─── RECORDS SHOWN

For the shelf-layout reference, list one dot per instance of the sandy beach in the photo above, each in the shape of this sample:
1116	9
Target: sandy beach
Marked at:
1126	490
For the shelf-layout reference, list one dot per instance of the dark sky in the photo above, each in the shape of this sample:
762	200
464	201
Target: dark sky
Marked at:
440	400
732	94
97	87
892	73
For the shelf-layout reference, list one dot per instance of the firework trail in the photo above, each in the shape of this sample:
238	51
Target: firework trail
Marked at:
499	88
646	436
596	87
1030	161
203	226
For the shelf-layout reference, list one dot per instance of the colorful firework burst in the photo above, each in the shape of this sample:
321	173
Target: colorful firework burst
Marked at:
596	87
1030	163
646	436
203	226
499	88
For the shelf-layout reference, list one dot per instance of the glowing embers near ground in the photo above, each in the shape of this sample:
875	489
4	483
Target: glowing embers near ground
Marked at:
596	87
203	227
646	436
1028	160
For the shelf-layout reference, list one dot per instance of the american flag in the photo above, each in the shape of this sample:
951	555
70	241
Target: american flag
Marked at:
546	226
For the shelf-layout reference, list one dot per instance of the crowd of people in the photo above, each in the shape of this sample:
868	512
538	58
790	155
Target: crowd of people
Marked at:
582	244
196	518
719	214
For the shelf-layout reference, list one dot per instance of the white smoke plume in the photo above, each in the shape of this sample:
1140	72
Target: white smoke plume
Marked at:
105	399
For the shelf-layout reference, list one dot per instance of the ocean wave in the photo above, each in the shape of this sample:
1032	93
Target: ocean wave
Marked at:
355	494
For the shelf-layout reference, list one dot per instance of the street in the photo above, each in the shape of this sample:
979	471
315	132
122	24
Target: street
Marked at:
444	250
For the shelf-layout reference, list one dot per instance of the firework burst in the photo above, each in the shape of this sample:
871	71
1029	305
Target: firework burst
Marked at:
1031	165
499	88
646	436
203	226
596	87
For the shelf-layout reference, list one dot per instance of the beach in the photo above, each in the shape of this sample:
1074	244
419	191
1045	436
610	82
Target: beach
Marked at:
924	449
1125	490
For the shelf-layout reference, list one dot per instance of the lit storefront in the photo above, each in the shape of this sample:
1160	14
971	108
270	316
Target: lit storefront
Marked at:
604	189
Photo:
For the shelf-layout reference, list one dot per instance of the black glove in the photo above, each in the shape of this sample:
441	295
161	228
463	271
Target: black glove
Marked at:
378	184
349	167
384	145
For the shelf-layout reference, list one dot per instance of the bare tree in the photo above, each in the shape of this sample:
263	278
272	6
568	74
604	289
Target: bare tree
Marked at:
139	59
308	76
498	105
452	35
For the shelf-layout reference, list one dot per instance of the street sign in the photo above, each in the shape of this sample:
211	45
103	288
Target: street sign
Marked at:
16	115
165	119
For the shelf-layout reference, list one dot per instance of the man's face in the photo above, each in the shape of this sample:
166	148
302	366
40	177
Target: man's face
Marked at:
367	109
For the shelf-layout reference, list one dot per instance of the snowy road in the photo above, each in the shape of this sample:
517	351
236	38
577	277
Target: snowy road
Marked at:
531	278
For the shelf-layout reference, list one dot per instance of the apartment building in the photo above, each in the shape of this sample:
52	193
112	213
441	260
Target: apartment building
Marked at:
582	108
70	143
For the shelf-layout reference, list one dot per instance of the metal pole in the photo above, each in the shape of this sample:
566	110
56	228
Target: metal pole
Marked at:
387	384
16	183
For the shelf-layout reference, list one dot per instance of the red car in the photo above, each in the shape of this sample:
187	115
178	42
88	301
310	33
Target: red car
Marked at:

──────

Can you copy every one of the lines above character for character, with nothing added, dropped, or changed?

OUTPUT OF THE EXERCISE:
For the shelf-layout reference, list one dot per instance of the sandy beach in the photo above, each in the shape of this sample:
1116	9
Target: sandy beach
Marked at:
1126	490
For the shelf-layout reference, list one dot per instance of the dark sky in the photo above, each in the shape of this sample:
762	200
464	201
Target: dark sky
Marked at:
440	400
732	94
97	87
892	73
For the shelf-layout reference, list one dot per instance of the firework trail in the photo above, each in the shape of this sample:
238	51
Target: firework trail
Marked at:
499	88
646	436
596	87
1030	161
203	226
For the shelf-layout reference, list one dot per instance of the colorful firework burst in the photo above, each in the shape of this sample:
321	173
Target: colorful firework burst
Marked at:
596	87
1030	163
646	436
203	226
499	88
For the shelf-layout reference, list one dot per instance of the glowing embers near ground in the photo above, each in the shape of this sample:
875	489
4	483
Target: glowing embers near ground
Marked at:
596	87
203	227
646	436
1028	160
For the shelf-layout reference, list one dot per instance of the american flag in the photo above, each in the shape of this sample:
951	555
70	241
Target: american flag
Marked at:
546	226
For the shelf-layout reference, list one dot per instance of the crowd of people in the photo above, each in the shape of this sample:
868	512
538	58
790	155
Target: crowd of people
Marked at:
582	244
196	518
719	214
For the shelf-layout reference, list one dot per instance of the white smoke plume in the photo above, each in the shape of this sample:
1140	72
Target: white smoke plume
Marked at:
105	399
For the shelf-layout reference, list one dot per instance of the ocean wave in the photo above, each in the shape of this sample:
1032	93
Target: ocean wave
Marked at:
355	494
For the shelf-layout reference, list one dot per instance of the street in the photo above, each in the shape of this sample:
979	471
315	132
122	24
Target: street
Marked at:
444	250
For the shelf-layout reference, list one dot per instance of the firework burst in the photo above, each in the shape of this sample:
871	71
1029	305
Target: firework burst
Marked at:
1031	165
499	88
646	436
203	226
596	87
For the shelf-layout reference, list one dot per instance of the beach in the photo above, each in the shape of this sample:
1074	244
419	191
1045	436
610	82
Target: beach
Marked at:
924	449
1125	490
For the shelf-layout reference, list one dot per instance of the lit storefront in the photo above, each in the shape of this sample:
1160	14
971	108
270	316
Target: lit storefront
Marked at:
604	189
Photo:
For the shelf-layout reference, list one dot per instance of the black glove in the photo above, each in the shape of this sample:
441	295
161	228
463	271
Target: black glove
Marked at:
378	184
349	167
384	145
For the shelf-layout reference, list one dot per instance of the bare tree in the photo above, each in the shape of this sample:
263	278
272	6
568	74
604	289
Target: bare tree
Marked at:
139	59
308	76
498	105
452	35
For the shelf-layout reference, list one dot per instance of the street sign in the photo above, each in the shape of this sample:
211	45
103	288
Target: street sign
Marked at:
16	115
165	119
For the shelf-layout reference, list one dot per instance of the man's face in the photo above, each in the shape of this sample:
166	148
302	366
40	177
Target: man's face
Marked at:
367	109
For the shelf-layout reference, list one dot per instance of the snowy road in the photo above, each in the shape of this sample:
517	351
236	38
577	277
Target: snowy road
Marked at:
531	278
For the shelf-layout reference, list one dot per instance of the apartment building in the photo above, each in the shape of this sample:
52	193
112	213
441	260
Target: apartment building
Marked at:
582	108
70	143
For the shelf-layout reference, list one dot per instance of the metal pole in the photo above, each in the shape of this sample:
566	110
56	228
Target: metal pole
Marked at:
387	384
16	183
For the shelf-layout reference, list one dot per instance of the red car in the photo above, each in the shape of this sample:
187	115
178	42
88	301
310	33
Target: red car
Marked at:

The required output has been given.